[Segmentation data]
-*-

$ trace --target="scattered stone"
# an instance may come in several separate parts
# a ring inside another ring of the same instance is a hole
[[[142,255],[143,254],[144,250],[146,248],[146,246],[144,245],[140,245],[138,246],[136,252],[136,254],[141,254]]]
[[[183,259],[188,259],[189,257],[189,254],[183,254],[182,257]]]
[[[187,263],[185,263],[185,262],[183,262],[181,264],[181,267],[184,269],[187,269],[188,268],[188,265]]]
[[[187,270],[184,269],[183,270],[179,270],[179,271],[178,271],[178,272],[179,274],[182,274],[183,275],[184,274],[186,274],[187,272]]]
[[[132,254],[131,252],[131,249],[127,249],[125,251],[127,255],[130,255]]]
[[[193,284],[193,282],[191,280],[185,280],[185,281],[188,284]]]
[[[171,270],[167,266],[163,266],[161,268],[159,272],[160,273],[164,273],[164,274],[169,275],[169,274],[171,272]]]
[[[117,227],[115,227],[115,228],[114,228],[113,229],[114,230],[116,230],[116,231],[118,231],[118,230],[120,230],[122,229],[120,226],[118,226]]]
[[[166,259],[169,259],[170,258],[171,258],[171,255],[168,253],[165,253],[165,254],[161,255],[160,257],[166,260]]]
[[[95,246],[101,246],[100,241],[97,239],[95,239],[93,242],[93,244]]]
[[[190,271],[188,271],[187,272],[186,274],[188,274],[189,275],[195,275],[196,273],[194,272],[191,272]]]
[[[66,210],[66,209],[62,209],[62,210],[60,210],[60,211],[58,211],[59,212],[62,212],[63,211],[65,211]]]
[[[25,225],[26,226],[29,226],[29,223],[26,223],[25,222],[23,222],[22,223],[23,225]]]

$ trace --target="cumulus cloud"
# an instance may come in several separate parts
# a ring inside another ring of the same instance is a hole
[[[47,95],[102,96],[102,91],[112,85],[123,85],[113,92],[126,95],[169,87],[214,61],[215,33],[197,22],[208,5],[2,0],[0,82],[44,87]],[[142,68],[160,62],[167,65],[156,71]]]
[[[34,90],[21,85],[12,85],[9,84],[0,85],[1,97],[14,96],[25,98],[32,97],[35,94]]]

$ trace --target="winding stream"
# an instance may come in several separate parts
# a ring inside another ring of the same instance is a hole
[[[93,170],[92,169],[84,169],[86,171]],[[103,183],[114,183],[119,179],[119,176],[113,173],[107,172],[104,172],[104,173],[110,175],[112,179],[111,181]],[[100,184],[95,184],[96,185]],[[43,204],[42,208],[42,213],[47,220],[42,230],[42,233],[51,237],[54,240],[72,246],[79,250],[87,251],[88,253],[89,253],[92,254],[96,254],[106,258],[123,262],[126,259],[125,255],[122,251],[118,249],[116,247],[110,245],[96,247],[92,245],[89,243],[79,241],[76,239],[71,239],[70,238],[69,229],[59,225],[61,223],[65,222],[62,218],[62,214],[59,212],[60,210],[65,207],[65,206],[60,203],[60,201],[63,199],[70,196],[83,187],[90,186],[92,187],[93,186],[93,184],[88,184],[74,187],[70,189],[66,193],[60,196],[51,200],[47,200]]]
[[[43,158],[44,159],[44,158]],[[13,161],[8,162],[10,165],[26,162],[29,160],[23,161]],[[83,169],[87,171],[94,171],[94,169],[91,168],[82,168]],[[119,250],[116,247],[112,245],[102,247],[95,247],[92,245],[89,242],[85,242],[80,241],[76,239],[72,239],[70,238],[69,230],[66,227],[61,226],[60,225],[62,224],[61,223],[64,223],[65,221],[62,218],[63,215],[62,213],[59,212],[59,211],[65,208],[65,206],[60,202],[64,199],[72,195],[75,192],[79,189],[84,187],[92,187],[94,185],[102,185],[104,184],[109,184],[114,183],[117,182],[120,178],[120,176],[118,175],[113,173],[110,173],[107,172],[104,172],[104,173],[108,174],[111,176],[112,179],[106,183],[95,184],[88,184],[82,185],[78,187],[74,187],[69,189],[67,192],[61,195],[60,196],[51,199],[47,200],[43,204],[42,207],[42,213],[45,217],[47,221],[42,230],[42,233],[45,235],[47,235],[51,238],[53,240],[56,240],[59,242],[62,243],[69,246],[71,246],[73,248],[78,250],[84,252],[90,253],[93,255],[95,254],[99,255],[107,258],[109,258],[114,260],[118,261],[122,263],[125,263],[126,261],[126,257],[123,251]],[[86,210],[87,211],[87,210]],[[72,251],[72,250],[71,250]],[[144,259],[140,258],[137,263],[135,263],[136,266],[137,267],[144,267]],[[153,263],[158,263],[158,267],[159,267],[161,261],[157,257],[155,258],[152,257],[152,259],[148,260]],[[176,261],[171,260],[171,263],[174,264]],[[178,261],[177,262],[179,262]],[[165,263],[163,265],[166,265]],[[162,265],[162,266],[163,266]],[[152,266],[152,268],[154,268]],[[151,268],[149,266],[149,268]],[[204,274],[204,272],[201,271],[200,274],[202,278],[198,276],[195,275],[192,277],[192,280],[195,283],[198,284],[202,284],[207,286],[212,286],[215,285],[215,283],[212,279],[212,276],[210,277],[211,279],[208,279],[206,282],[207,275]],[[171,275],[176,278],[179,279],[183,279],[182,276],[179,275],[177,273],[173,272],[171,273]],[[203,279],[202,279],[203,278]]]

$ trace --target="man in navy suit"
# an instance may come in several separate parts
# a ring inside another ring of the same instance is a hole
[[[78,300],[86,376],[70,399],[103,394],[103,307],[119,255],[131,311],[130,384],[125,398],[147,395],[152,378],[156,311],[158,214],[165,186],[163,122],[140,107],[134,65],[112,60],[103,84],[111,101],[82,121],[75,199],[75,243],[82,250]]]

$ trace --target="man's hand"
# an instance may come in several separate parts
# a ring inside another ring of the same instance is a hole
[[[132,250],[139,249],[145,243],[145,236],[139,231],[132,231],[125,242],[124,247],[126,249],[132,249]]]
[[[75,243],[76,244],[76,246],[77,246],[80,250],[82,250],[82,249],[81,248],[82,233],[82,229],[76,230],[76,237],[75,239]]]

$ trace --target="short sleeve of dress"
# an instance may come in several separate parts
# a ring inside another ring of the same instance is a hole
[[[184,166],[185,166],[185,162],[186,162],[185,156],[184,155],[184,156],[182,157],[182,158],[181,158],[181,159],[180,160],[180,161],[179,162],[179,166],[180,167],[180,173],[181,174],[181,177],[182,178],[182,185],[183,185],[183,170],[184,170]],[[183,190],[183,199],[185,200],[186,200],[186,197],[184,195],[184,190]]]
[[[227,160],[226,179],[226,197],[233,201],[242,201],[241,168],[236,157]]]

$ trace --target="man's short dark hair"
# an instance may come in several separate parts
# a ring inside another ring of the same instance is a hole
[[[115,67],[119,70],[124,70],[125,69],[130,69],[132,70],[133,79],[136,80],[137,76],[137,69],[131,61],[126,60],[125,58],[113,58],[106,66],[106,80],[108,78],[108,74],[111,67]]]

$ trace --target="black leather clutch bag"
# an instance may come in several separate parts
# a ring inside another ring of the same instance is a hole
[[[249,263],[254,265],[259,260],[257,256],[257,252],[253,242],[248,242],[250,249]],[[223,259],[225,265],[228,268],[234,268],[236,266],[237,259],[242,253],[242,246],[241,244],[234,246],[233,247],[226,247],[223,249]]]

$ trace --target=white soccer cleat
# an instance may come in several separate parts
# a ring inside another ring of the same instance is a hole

-*-

● What you are asked to do:
Rewrite all of the lines above as a numbered list, omitting any blank lines.

● Response:
1. $ trace --target="scattered stone"
2. # an instance may come in several separate parts
3. # a ring inside another ring of the same instance is a hole
4. [[[142,255],[143,254],[144,250],[146,248],[146,246],[144,245],[140,245],[138,246],[136,252],[136,254],[141,254]]]
5. [[[183,259],[188,259],[189,257],[189,254],[183,254],[182,257]]]
6. [[[187,263],[185,263],[185,262],[183,262],[181,264],[181,267],[184,269],[187,269],[188,268],[188,265]]]
7. [[[187,270],[184,269],[183,270],[179,270],[179,271],[178,271],[178,272],[179,274],[182,274],[183,275],[184,274],[186,274],[187,272]]]
8. [[[132,254],[131,252],[131,249],[127,249],[125,251],[127,255],[130,255]]]
9. [[[193,284],[193,282],[191,280],[185,280],[185,281],[188,284]]]
10. [[[171,270],[167,266],[163,266],[161,268],[159,272],[160,273],[164,273],[164,274],[169,275],[169,274],[171,272]]]
11. [[[117,227],[115,227],[115,228],[114,228],[113,229],[114,230],[116,230],[116,231],[118,231],[118,230],[120,230],[122,229],[120,226],[118,226]]]
12. [[[166,259],[169,259],[170,258],[171,258],[171,255],[168,253],[165,253],[165,254],[161,255],[160,257],[166,260]]]
13. [[[95,246],[101,246],[100,241],[97,239],[95,239],[93,242],[93,244]]]
14. [[[190,271],[188,271],[187,272],[186,274],[188,274],[189,275],[195,275],[196,273],[194,272],[191,272]]]
15. [[[66,210],[66,209],[62,209],[62,210],[60,210],[60,211],[58,211],[59,212],[62,212],[63,211],[65,211]]]
16. [[[25,225],[26,226],[29,226],[29,223],[26,223],[25,222],[23,222],[22,223],[23,225]]]
17. $ trace --target="cumulus cloud"
18. # an instance may come in several separate parts
19. # a ring inside another ring of the same instance is a hole
20. [[[47,95],[102,96],[102,91],[112,85],[123,85],[113,92],[126,95],[169,87],[214,61],[215,33],[197,22],[208,5],[2,0],[0,82],[44,87]],[[142,68],[160,62],[167,65],[156,71]]]
21. [[[34,90],[21,85],[12,85],[9,84],[0,85],[1,97],[14,96],[25,98],[32,97],[35,94]]]
22. $ trace --target="winding stream"
23. # an instance may come in several separate parts
24. # a ring inside another ring of the same instance is a hole
25. [[[93,170],[92,169],[84,169],[86,171]],[[103,183],[114,183],[119,179],[119,176],[113,173],[107,172],[104,172],[104,173],[110,175],[112,179],[111,181]],[[100,184],[95,184],[96,185]],[[43,204],[42,208],[42,213],[47,220],[42,230],[42,233],[51,237],[54,240],[72,246],[79,250],[87,251],[88,253],[89,253],[92,254],[96,254],[106,258],[123,262],[126,259],[125,255],[122,251],[118,249],[116,247],[110,245],[96,247],[92,245],[89,243],[79,241],[76,239],[71,239],[70,238],[69,229],[59,225],[61,223],[65,222],[62,218],[62,214],[59,212],[60,210],[65,207],[65,206],[60,203],[60,201],[63,199],[70,196],[83,187],[90,186],[92,187],[93,186],[93,184],[88,184],[74,187],[70,189],[66,193],[60,196],[51,200],[47,200]]]
26. [[[43,158],[44,159],[44,158]],[[13,161],[8,162],[10,165],[26,162],[29,160],[23,161]],[[83,169],[87,171],[94,171],[94,169],[91,168],[82,168]],[[119,250],[116,247],[112,245],[102,247],[95,247],[92,245],[89,242],[85,242],[80,241],[76,239],[72,239],[70,238],[69,230],[66,227],[61,226],[60,225],[62,224],[61,223],[64,223],[65,221],[62,218],[63,215],[62,213],[59,212],[59,211],[65,208],[65,206],[60,202],[64,199],[72,195],[75,192],[79,189],[84,187],[92,187],[94,185],[102,185],[104,184],[109,184],[114,183],[117,182],[120,178],[120,176],[118,175],[113,173],[110,173],[107,172],[104,172],[104,173],[108,174],[111,176],[112,179],[106,183],[95,184],[88,184],[82,185],[78,187],[74,187],[69,189],[67,192],[61,195],[60,196],[51,199],[47,200],[43,204],[42,207],[42,213],[45,217],[47,221],[42,230],[42,233],[45,235],[47,235],[51,238],[53,240],[56,240],[59,242],[62,243],[69,246],[71,246],[73,248],[78,250],[84,252],[90,253],[93,255],[95,254],[99,255],[107,258],[109,258],[114,260],[118,261],[122,263],[125,263],[126,261],[126,257],[123,251]],[[86,210],[87,211],[87,210]],[[72,251],[72,250],[71,250]],[[144,259],[140,258],[137,263],[135,263],[136,266],[137,267],[144,267]],[[153,263],[158,263],[158,267],[159,267],[161,261],[157,257],[155,258],[152,257],[152,259],[148,260]],[[176,261],[171,260],[171,263],[174,264]],[[178,261],[177,262],[179,262]],[[165,263],[163,265],[166,265]],[[162,265],[162,266],[163,266]],[[152,266],[152,268],[154,268]],[[151,268],[149,266],[149,268]],[[204,274],[204,272],[201,271],[200,274],[202,278],[198,276],[195,275],[192,277],[192,280],[195,283],[198,284],[202,284],[207,286],[212,286],[215,285],[215,283],[212,279],[212,276],[210,277],[211,279],[208,279],[206,282],[207,275]],[[171,275],[176,278],[179,279],[183,279],[182,276],[179,275],[177,273],[173,272],[171,273]],[[203,279],[202,279],[203,278]]]
27. $ trace --target="man in navy suit"
28. # an instance may come in several separate parts
29. # a ring inside another ring of the same instance is a hole
30. [[[78,300],[86,376],[70,399],[103,394],[103,307],[119,255],[131,311],[130,384],[125,398],[147,395],[152,378],[156,311],[158,214],[165,186],[163,122],[140,107],[134,65],[112,60],[103,84],[111,101],[82,121],[75,199],[75,243],[82,250]]]
31. $ trace --target="man's hand"
32. # an instance may come in several separate parts
33. # a ring inside another ring of the same instance is a hole
34. [[[132,250],[139,249],[145,243],[145,236],[139,231],[132,231],[125,242],[124,247],[126,249],[132,249]]]
35. [[[75,243],[76,244],[76,246],[77,246],[80,250],[82,250],[82,249],[81,248],[82,233],[82,229],[76,230],[76,237],[75,239]]]
36. $ trace --target="short sleeve of dress"
37. # an instance may come in several separate parts
38. # a ring inside another ring of the same instance is a hole
39. [[[184,166],[185,166],[185,162],[186,162],[185,156],[184,155],[184,156],[182,157],[182,158],[181,158],[181,159],[180,160],[180,161],[179,162],[179,166],[180,167],[180,173],[181,174],[181,177],[182,178],[182,185],[183,185],[183,170],[184,170]],[[183,190],[183,199],[185,200],[186,200],[186,197],[184,195],[184,190]]]
40. [[[227,160],[226,179],[226,197],[233,201],[242,201],[241,168],[236,157]]]
41. $ trace --target="man's short dark hair"
42. # an instance may come in several separate parts
43. # a ring inside another ring of the same instance is a hole
44. [[[115,67],[119,70],[124,70],[125,69],[130,69],[132,70],[133,79],[136,80],[137,76],[137,69],[131,61],[126,60],[125,58],[113,58],[106,66],[106,80],[108,78],[108,74],[111,67]]]
45. $ trace --target="black leather clutch bag"
46. # an instance may come in several separate parts
47. # a ring inside another ring of the same instance is a hole
48. [[[249,263],[254,265],[259,260],[257,256],[257,252],[253,242],[248,242],[250,249]],[[223,259],[225,265],[228,268],[234,268],[236,266],[237,259],[242,253],[242,246],[241,244],[234,246],[233,247],[226,247],[223,249]]]
49. $ trace --target=white soccer cleat
50. # an instance may come in several separate parts
51. # a ring inside another ring of the same instance is a hole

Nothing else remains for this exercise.